Q - Vous arrivez de Minsk où vous avez participé aux seize heures de négociations tendues pour l'avenir de l'Ukraine, on va revenir sur le détail de l'accord qui a été conclu, qui comprend un cessez-le-feu, la création d'une zone tampon et un processus démocratique. Mais avant cela, un mot sur l'ambiance de ces seize heures de marathon diplomatique auquel vous avez assisté aux côtés de François Hollande, bien entendu, d'Angela Merkel, de Petro Porochenko, le président ukrainien, et de Vladimir Poutine, le président russe. Seize heures de fortes tensions, d'échanges musclés, Monsieur Fabius ?
R - Cela a été très difficile : près de dix-sept heures de négociations. Il y a eu, comme souvent dans ce genre de négociations, des hauts et des bas. Au départ, on travaillait sur un texte que nous avions fait, Allemands et Français, à deux ; les choses se passaient bien. Celui qui donne le «la» est très important, celui qui propose le texte qui avait été préparé par nos conseillers auparavant.
Q - En fait, c'était Angela Merkel et François Hollande qui donnaient le «la».
R - Voilà. Au fur et à mesure que l'on est entré dans la discussion, sur deux points principaux, c'est devenu très difficile. À la fin, cela a failli complètement capoter parce que les séparatistes, qui eux se trouvaient dans un autre bâtiment de la ville, ont dit qu'ils n'étaient pas d'accord.
Il y a donc deux points principaux sur lesquels la discussion a achoppé pendant plusieurs heures. D'une part, évidemment, le contrôle des frontières : si on respecte l'intégrité de l'Ukraine, il faut qu'il y ait des frontières et les Russes étaient et restent très réticents. L'autre aspect, c'est «quel est le statut des fameuses régions, Lougansk et Donetsk» ? Là, il y a tout un mécanisme très compliqué ; on a mis beaucoup de temps.
Si j'avais à résumer l'accord tel qu'on l'a finalement signé, je dirais espérance mais vigilance.
Q - Quand vous dites «c'est devenu difficile à un moment», c'est-à-dire que Vladimir Poutine s'est énervé ?
R - Non.
Q - Il y a eu des échanges tendus avec le président ukrainien ou pas ? Ils se sont parlé tout simplement, directement ?
R - Oui, bien sûr. On était dans une très grande pièce, ronde, avec à côté une petite pièce. Selon les moments de la discussion - nous étions une quinzaine, une vingtaine - tout le monde discutait ensemble ou bien par petits groupes. Cela pouvait être François Hollande et Angela Merkel ; M. Porochenko et M. Poutine ; M. Poutine et M. Hollande. À d'autres moments, il y avait des réunions des ministres des affaires étrangères - nous étions quatre -, ou bien des réunions avec uniquement les quatre chefs d'État et de gouvernement. Il y avait donc une sorte de dynamique qui, selon les moments, se créait ou se détruisait.

▶ Jeu de données
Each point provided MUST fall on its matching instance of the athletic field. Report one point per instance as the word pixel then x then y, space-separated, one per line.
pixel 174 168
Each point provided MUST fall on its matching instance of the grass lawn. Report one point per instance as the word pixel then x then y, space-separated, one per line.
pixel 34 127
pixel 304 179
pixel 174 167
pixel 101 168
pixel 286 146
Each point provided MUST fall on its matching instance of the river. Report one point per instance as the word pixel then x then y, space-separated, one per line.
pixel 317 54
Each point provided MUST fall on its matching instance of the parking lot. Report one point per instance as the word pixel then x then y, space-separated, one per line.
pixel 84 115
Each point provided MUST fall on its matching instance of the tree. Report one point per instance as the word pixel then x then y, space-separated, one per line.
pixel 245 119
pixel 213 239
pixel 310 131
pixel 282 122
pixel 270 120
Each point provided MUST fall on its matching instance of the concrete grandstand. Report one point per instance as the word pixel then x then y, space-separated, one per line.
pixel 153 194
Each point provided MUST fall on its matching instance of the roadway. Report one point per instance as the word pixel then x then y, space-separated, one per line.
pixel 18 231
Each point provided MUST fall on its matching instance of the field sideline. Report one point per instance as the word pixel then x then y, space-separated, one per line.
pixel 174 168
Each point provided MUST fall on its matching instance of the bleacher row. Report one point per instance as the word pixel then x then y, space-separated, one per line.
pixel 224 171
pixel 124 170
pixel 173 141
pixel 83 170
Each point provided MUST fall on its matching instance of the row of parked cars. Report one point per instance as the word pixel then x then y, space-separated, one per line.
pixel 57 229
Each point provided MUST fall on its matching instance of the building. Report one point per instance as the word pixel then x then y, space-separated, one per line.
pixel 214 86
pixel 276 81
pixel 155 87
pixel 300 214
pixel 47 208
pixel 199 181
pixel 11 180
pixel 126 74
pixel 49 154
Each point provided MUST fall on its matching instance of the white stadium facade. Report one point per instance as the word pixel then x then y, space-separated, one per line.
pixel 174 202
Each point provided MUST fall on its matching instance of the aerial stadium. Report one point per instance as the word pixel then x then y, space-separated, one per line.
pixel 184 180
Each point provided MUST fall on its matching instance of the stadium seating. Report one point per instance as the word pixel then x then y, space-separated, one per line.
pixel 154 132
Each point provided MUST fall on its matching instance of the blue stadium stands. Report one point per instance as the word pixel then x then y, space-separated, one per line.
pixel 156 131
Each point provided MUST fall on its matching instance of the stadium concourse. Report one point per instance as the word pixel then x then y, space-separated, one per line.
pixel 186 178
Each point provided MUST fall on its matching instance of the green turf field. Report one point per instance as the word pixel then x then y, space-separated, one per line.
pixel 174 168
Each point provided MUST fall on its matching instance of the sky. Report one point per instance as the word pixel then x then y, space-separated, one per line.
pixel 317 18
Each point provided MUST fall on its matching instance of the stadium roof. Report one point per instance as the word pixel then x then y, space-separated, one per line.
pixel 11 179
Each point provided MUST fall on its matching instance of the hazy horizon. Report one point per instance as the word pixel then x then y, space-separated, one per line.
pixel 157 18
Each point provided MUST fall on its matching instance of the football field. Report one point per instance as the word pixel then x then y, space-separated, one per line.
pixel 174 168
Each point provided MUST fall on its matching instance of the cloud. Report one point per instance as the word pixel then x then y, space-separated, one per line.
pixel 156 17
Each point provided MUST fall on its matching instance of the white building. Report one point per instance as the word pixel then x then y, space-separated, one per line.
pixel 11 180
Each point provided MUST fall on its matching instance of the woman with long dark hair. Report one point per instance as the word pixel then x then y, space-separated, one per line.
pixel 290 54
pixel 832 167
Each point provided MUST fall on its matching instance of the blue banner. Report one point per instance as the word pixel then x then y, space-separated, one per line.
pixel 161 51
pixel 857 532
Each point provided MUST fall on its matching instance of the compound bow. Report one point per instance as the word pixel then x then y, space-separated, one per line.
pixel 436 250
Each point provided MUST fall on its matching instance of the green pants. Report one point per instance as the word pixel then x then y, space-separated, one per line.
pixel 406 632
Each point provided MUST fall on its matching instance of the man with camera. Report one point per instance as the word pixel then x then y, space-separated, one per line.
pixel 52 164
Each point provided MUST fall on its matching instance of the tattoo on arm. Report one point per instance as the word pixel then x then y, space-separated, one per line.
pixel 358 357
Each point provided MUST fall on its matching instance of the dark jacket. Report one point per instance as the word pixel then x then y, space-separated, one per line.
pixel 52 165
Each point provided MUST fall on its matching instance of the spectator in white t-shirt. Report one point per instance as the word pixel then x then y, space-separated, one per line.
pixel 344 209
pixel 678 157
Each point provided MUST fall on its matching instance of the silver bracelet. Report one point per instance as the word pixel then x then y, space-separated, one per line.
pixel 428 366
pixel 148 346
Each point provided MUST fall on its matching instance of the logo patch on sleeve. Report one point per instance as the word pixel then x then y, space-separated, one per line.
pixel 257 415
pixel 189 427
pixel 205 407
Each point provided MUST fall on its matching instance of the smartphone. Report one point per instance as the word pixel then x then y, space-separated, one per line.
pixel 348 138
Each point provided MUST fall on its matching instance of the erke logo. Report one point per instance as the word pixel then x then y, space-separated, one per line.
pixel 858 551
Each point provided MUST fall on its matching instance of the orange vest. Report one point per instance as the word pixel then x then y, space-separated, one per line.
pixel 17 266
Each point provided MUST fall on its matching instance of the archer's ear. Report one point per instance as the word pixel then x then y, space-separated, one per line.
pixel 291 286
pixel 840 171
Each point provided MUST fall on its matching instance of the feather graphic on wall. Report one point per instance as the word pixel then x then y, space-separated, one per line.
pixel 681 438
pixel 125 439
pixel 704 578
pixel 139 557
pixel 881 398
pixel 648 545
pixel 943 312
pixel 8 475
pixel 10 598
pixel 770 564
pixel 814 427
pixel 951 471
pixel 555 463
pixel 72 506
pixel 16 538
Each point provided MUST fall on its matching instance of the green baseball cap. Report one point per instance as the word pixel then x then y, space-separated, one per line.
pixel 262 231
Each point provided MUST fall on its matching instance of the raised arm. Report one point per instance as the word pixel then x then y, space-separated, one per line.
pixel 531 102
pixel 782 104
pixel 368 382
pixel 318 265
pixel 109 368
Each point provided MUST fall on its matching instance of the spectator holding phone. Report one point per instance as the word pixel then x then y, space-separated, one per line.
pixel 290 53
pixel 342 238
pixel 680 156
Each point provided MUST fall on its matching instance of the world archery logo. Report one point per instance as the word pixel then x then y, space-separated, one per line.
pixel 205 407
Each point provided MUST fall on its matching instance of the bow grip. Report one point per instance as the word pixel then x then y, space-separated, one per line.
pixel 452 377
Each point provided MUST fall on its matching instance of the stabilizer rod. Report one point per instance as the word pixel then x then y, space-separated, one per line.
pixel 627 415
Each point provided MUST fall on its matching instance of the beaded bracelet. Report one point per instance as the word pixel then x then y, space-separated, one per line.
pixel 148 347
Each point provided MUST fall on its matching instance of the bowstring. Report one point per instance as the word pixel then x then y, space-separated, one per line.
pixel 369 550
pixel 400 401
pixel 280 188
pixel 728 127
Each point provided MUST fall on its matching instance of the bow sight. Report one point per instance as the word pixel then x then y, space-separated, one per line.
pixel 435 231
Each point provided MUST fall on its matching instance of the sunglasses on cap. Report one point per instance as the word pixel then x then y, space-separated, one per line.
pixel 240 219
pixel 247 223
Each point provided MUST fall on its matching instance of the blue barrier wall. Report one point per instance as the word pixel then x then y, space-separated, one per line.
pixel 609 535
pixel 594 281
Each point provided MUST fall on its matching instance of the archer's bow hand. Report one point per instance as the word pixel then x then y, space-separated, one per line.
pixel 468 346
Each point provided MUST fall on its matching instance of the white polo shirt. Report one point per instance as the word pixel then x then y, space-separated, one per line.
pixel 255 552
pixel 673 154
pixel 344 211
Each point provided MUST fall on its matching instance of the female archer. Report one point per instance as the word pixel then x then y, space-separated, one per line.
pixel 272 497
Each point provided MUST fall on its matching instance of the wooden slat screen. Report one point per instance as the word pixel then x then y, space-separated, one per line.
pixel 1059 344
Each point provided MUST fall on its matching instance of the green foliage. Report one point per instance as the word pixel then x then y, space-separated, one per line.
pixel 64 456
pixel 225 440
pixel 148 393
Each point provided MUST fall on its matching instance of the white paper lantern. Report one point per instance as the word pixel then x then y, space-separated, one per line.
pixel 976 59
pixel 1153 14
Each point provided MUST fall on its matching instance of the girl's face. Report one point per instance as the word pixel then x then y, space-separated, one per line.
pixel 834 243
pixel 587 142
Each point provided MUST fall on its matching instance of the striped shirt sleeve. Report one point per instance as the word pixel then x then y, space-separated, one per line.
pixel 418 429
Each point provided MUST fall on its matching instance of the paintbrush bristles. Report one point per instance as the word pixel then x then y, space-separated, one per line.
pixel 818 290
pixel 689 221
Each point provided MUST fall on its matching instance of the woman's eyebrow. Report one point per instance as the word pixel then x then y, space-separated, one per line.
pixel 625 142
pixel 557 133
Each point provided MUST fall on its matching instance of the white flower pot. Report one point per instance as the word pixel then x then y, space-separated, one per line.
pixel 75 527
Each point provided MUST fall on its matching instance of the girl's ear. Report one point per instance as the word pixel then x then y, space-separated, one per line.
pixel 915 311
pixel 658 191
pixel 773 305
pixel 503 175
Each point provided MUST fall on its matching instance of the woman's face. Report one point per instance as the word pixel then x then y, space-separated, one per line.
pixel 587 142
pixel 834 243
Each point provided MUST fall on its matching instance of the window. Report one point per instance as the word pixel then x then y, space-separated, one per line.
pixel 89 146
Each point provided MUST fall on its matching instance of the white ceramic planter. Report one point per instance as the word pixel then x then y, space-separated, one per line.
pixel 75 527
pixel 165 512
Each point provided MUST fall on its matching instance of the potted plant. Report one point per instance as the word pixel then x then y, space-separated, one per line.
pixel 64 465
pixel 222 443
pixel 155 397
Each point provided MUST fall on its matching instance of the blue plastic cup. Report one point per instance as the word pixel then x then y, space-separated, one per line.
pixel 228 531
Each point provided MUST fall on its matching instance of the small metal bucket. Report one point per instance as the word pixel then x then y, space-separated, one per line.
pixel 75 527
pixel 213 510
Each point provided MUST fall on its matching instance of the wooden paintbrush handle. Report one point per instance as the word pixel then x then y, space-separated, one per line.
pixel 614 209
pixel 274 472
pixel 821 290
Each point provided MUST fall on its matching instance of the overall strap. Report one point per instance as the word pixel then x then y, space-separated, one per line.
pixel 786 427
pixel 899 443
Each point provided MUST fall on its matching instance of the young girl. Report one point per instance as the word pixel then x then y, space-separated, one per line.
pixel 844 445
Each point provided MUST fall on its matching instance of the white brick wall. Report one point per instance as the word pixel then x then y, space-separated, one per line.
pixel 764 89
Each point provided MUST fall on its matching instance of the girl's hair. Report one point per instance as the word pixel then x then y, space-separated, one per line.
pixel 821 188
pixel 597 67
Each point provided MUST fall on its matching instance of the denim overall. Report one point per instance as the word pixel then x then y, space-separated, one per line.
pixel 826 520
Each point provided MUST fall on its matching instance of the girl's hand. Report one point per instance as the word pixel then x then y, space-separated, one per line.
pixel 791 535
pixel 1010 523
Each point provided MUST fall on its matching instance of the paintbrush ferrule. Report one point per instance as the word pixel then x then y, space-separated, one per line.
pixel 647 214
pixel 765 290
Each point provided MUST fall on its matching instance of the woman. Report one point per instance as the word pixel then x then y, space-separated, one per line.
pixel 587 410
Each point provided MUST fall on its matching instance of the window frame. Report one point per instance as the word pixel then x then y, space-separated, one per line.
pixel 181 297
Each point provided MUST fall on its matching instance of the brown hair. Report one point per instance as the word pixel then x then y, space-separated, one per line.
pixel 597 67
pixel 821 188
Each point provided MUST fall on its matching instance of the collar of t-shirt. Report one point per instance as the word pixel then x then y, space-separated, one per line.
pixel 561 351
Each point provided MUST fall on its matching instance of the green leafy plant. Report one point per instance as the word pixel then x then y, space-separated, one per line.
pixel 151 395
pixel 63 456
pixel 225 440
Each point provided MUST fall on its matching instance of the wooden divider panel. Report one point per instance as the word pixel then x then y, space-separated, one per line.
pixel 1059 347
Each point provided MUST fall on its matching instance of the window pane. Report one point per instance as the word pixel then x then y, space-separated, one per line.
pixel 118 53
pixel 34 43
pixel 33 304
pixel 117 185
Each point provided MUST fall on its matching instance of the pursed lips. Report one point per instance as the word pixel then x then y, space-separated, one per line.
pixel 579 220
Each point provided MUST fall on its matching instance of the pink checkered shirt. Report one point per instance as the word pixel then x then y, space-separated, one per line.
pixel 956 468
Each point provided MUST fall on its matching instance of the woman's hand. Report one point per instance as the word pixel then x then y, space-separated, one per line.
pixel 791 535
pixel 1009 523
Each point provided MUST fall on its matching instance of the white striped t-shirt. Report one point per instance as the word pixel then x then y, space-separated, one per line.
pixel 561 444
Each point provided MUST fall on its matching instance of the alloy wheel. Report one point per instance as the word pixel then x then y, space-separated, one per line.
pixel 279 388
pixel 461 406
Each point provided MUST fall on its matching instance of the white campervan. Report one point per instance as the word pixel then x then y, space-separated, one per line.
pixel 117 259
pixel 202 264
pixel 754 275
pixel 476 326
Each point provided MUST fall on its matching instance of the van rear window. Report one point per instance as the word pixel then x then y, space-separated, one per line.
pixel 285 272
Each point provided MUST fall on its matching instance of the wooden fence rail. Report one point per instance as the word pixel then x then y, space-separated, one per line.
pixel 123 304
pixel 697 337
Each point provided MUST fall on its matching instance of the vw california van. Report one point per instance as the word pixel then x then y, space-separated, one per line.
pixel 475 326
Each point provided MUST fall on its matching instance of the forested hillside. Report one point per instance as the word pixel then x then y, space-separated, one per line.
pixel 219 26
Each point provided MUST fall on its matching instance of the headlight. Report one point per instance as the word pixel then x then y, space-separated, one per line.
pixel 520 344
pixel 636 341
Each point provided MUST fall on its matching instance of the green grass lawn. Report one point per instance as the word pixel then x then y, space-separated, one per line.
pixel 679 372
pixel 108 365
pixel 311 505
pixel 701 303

▶ Consignes de l'exercice
1. Dans l'entretien sur les négociations de Minsk, sur quels deux points principaux la discussion a-t-elle achoppé pendant plusieurs heures ?
2. Reprenez l'entretien sur les négociations de Minsk à la suite de sa dernière réplique.

▶ Les réponses
1. Sur le contrôle des frontières et sur le statut des régions de Lougansk et Donetsk.

2.
Q - Il y a une répartition des rôles entre Angela Merkel et François Hollande ?
R - Ils se sont, depuis le début, extrêmement bien entendus. D'abord, l'initiative a été commune. L'initiative remonte au début de la semaine dernière. Il est vrai que la situation en Ukraine est extrêmement mauvaise ; il y a des morts tous les jours. Nous nous sommes dit qu'il fallait qu'il y ait une initiative, sans quoi c'est la guerre, la guerre générale.
Nous avons, avec M. Steinmeier, bâti un texte que nous avons soumis à nos deux chefs d'État. Nous avons commencé à mettre les choses dans le circuit, je crois que c'était mardi dernier. Ensuite, il y a eu le déplacement franco-allemand à Kiev, puis à Moscou, une longue conversation dimanche dernier, et puis Minsk...
Q - Pour convaincre M. Poutine de venir à Minsk.
R - Oui. Et puis, pour faire en sorte que M. Porochenko et M. Poutine, qui ne se parlaient plus, recommencent à se parler.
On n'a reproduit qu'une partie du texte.